• _Problem requirements_: The answer should be a single number, the count of lines in this material that contain "easel".

•••••

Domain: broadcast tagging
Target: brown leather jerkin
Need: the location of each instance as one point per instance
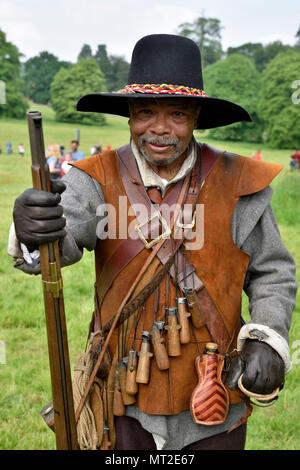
(219, 264)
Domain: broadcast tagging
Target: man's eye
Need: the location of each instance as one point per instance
(178, 113)
(144, 111)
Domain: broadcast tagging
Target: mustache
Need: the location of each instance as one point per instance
(160, 141)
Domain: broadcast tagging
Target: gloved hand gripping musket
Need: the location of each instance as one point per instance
(64, 416)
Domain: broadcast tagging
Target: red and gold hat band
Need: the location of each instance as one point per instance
(162, 89)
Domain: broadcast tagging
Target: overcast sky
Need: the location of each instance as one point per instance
(63, 26)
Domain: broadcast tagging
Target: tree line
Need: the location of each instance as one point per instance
(262, 78)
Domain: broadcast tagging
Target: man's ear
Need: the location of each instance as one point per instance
(198, 110)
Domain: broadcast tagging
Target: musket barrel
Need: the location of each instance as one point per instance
(63, 405)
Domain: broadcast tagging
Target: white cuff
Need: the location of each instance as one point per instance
(269, 336)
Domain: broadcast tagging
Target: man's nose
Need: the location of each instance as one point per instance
(160, 124)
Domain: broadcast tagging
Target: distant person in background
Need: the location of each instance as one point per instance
(48, 150)
(21, 150)
(65, 167)
(96, 149)
(295, 160)
(76, 154)
(8, 146)
(54, 161)
(257, 155)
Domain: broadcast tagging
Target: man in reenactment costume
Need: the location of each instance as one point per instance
(190, 307)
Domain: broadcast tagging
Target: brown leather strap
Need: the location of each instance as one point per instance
(186, 274)
(131, 247)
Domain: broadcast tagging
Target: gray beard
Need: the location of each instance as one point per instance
(160, 141)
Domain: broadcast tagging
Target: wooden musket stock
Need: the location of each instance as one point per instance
(63, 405)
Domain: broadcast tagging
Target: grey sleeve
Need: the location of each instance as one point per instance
(270, 282)
(84, 206)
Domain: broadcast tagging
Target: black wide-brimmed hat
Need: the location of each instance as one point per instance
(166, 66)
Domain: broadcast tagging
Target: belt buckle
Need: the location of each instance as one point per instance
(185, 226)
(166, 233)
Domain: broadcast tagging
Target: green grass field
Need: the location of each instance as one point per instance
(24, 378)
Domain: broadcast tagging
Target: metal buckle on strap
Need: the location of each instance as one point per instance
(165, 234)
(185, 226)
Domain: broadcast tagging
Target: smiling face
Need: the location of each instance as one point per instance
(162, 129)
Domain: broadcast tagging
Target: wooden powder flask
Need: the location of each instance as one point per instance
(160, 352)
(131, 384)
(173, 332)
(183, 316)
(194, 307)
(118, 405)
(122, 372)
(209, 401)
(143, 370)
(105, 444)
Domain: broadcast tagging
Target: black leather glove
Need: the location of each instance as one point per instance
(38, 216)
(261, 365)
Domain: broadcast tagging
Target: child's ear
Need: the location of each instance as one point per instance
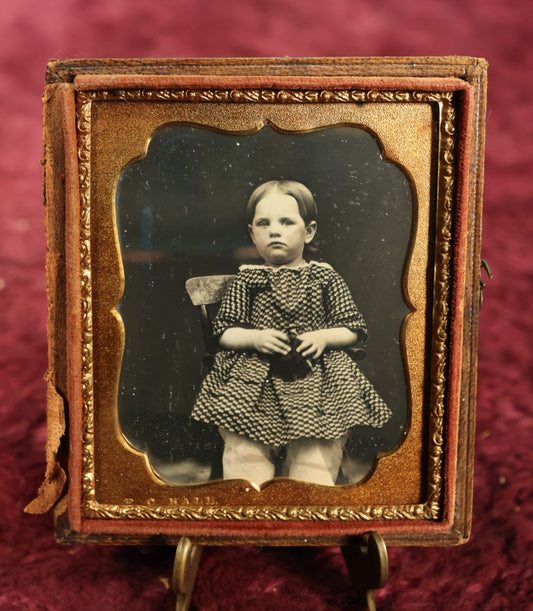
(310, 232)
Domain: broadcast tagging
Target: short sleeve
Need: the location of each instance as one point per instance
(341, 308)
(234, 309)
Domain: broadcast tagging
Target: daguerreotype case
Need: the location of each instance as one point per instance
(149, 165)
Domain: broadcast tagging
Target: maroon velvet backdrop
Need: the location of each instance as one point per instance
(494, 570)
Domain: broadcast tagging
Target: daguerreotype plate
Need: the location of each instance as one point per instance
(149, 165)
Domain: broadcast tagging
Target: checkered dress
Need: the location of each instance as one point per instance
(243, 395)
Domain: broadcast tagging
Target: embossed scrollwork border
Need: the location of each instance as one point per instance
(432, 508)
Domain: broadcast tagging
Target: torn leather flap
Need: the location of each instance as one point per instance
(55, 476)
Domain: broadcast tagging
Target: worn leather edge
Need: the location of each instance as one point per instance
(55, 476)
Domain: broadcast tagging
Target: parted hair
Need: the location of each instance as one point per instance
(306, 202)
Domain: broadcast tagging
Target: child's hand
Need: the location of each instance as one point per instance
(313, 344)
(271, 341)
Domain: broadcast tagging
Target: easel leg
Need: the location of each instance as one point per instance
(368, 565)
(186, 563)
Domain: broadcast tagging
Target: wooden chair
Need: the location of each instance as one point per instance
(207, 291)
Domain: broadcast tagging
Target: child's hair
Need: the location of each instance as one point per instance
(306, 202)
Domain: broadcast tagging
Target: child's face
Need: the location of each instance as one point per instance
(278, 231)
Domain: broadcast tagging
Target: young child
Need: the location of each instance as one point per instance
(285, 378)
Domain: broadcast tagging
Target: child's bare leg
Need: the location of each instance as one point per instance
(245, 458)
(315, 460)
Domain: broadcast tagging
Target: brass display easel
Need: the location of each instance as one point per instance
(366, 559)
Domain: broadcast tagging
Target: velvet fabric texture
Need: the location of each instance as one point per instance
(491, 572)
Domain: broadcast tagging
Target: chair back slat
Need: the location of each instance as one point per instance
(206, 290)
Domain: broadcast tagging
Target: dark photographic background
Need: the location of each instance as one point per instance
(180, 213)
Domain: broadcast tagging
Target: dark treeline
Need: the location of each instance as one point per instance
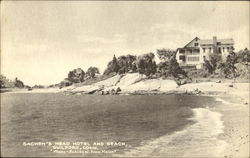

•••••

• _Result for this task_: 2